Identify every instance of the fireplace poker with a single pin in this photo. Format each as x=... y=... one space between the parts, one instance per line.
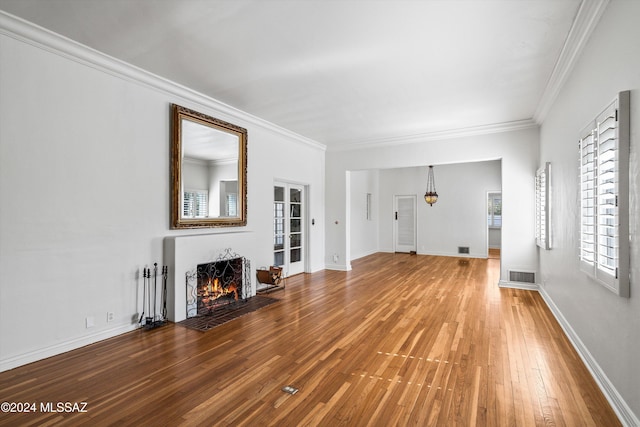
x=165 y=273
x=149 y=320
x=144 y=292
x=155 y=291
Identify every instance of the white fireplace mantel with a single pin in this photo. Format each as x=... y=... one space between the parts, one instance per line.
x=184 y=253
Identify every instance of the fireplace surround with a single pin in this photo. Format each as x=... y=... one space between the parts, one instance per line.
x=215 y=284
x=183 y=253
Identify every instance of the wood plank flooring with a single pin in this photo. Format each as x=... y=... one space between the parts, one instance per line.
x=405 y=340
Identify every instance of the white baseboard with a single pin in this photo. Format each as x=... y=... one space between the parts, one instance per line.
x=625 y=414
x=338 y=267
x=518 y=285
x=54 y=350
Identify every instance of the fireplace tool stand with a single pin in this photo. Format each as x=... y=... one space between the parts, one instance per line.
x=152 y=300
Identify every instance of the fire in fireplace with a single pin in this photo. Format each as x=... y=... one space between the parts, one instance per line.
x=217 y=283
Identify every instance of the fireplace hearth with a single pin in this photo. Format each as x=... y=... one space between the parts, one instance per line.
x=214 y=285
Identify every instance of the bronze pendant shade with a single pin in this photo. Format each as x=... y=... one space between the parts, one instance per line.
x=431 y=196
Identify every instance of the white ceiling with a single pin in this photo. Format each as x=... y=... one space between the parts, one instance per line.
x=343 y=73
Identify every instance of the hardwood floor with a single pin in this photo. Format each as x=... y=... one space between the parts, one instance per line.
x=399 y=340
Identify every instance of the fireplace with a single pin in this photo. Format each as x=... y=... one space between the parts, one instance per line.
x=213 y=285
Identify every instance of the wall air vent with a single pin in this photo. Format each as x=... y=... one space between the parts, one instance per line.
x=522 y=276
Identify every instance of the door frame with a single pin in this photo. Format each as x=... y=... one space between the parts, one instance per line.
***
Work to do —
Output all of the lines above as a Markdown table with the columns "Row" and "Line". Put a row number in the first column and the line in the second, and leave out blank lines and pictures.

Full response —
| Row | Line |
|---|---|
| 1 | Identify every instance of the fireplace poker with a single pin in this photo. Format each as x=... y=... one space between the parts, one instance per line. |
| 2 | x=165 y=273 |
| 3 | x=149 y=320 |
| 4 | x=144 y=292 |
| 5 | x=155 y=291 |
| 6 | Identify every instance of the white fireplace mantel with a single pin in this photo. Format each as x=... y=... one space between the parts, one instance per line. |
| 7 | x=184 y=253 |
| 8 | Identify every instance of the fireplace surround with a single pin in this photo. Format each as x=... y=... one space between the parts, one instance per line. |
| 9 | x=215 y=284 |
| 10 | x=183 y=253 |
| 11 | Identify every instance of the wood plank flooring with a single pin in this photo. Format each as x=... y=... one space between the parts, one instance per line. |
| 12 | x=405 y=340 |
| 13 | Identify every instance of the white baseboard with a single pin in this photo. Format each as x=... y=... one space between the parts, one instance per line. |
| 14 | x=625 y=414 |
| 15 | x=338 y=267 |
| 16 | x=518 y=285 |
| 17 | x=54 y=350 |
| 18 | Identify every instance of the fireplace tool stand with a single pin in this photo. Format each as x=... y=... one space between the parts, one instance per line. |
| 19 | x=152 y=300 |
| 20 | Identify every instance of the fire in fireplace with a single pin in this photo. Format each as x=... y=... one space between the parts, one instance per line. |
| 21 | x=217 y=283 |
| 22 | Identify every instance of the fireplace hearth with a single pin in this photo. Format each as x=... y=... one space between the parts, one instance per line. |
| 23 | x=214 y=285 |
| 24 | Identify every instance of the bronze pendant shade with a single pin in this photo. Format each as x=... y=... one space between the parts, one instance per line. |
| 25 | x=431 y=196 |
| 26 | Identify every instance of the white ceiling with a single pin in this photo. Format each as x=... y=... one space between the parts, one instance per line. |
| 27 | x=343 y=73 |
| 28 | Identify every instance of the hardwood floor with a single pin in this photo. Format each as x=... y=... one space between the parts, one instance per line. |
| 29 | x=399 y=340 |
| 30 | Identify every instance of the fireplace with a single pin in this photo. Format each as x=... y=... one space between the parts, one instance per line. |
| 31 | x=213 y=285 |
| 32 | Identify every instance of the wall air vent with a single pin in this photo. Format each as x=... y=... one space between the parts, one instance per line. |
| 33 | x=522 y=276 |
| 34 | Identify every instance of the door frame with a single pin in this photo. Format each as x=... y=... one space between the parts, one instance per line. |